Set task
Rewrite only the lines from the one containing "of the grass" through the end of the records, putting "most central" in place of "innermost" and keeping everything else the same.

***** Information supplied *****

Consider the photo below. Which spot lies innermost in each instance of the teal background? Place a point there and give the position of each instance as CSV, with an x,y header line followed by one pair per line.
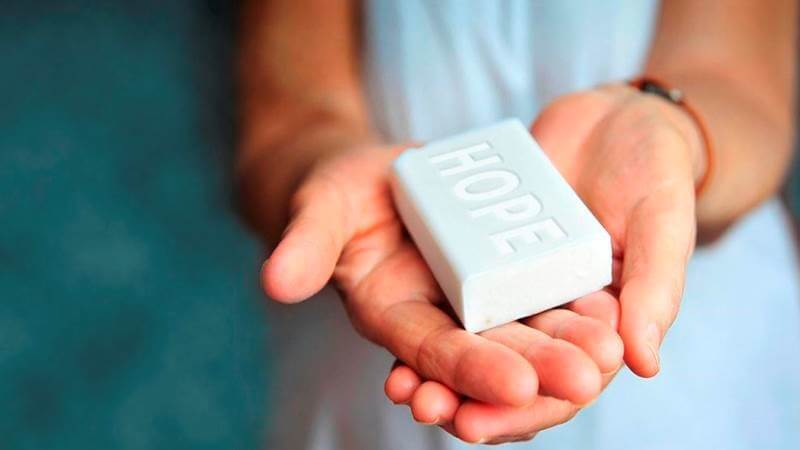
x,y
130,315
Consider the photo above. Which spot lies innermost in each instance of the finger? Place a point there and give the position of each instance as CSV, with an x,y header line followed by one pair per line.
x,y
480,422
592,336
401,384
564,370
392,307
434,403
659,239
600,305
304,259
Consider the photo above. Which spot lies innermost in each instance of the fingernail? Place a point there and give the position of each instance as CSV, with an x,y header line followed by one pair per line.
x,y
653,338
434,422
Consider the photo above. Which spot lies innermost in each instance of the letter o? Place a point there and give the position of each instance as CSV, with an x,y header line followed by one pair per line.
x,y
507,181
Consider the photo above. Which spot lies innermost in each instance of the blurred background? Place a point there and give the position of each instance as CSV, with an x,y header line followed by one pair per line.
x,y
130,315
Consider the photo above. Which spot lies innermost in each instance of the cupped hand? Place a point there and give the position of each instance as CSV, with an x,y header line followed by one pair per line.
x,y
343,225
633,159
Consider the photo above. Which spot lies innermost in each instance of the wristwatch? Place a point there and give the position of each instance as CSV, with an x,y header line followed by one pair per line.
x,y
654,86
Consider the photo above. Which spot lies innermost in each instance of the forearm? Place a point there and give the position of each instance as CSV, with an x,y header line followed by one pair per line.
x,y
735,62
300,99
751,144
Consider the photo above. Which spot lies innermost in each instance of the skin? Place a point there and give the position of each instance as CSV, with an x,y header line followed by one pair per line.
x,y
314,179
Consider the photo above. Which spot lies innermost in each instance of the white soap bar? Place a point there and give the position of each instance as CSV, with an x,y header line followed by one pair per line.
x,y
502,231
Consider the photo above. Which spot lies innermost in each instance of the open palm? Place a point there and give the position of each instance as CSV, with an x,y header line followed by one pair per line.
x,y
344,225
630,158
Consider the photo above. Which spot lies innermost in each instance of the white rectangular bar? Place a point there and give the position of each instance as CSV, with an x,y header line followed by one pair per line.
x,y
502,231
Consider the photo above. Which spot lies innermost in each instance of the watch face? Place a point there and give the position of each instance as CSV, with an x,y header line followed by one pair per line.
x,y
673,95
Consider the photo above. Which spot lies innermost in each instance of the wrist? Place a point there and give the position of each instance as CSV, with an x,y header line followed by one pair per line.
x,y
690,123
269,174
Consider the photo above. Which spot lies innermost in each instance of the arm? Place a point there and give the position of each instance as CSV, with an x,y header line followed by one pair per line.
x,y
635,159
309,162
300,99
735,60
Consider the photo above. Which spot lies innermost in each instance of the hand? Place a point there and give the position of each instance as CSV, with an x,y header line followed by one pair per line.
x,y
587,323
343,224
633,159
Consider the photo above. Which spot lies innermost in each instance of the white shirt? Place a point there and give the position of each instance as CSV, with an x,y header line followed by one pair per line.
x,y
730,365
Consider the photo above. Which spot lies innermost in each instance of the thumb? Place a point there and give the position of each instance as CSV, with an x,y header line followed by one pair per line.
x,y
304,259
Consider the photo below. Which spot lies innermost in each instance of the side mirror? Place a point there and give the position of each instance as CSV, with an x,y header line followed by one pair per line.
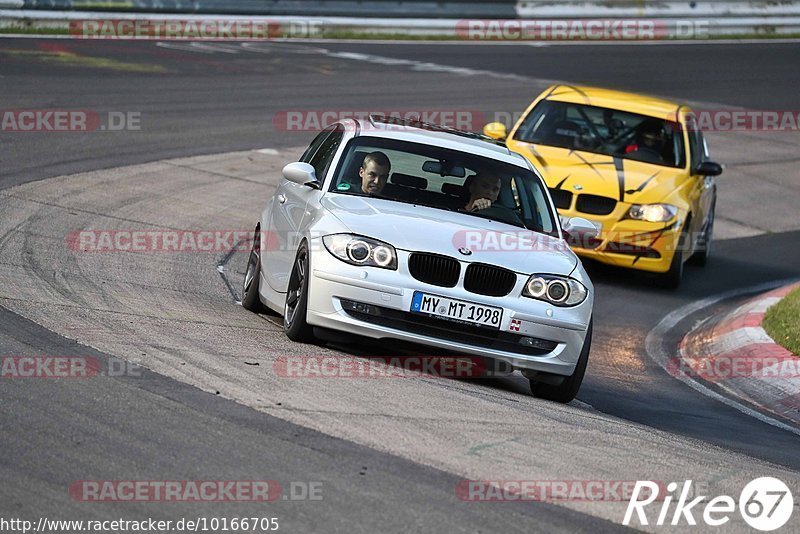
x,y
708,168
578,227
495,130
301,173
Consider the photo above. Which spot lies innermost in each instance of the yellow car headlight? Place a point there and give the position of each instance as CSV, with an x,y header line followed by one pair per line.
x,y
652,212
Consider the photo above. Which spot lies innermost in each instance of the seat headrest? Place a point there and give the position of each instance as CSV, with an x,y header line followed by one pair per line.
x,y
406,180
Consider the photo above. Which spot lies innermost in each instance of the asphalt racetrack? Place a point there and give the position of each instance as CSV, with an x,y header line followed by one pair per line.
x,y
388,454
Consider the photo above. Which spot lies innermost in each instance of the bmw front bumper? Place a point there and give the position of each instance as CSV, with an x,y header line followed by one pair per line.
x,y
376,303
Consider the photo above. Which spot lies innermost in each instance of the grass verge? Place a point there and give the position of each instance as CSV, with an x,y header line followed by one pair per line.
x,y
782,322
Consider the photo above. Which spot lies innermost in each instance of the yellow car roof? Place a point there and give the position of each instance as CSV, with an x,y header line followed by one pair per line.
x,y
607,98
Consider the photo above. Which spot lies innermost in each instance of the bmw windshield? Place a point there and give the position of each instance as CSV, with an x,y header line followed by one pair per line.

*****

Answer to the problem
Consider the photo above. Which spot lies most central in each instance of the grass verge? Place a point there and give the position of each instance as CSV, with an x,y header line followed by one pair per line.
x,y
782,322
Consider the photo above. Which spot lies most central in each instance of the yellow car roof? Place a point there and give the position of each instance as CSV, with an x,y header line followed by one pair per line.
x,y
607,98
Consider the photo above. Which spot lies most central in each instance of the bmw windshield? Place a point there and give the position of each instance as CSV, with an x,y header line followed by one pair per line.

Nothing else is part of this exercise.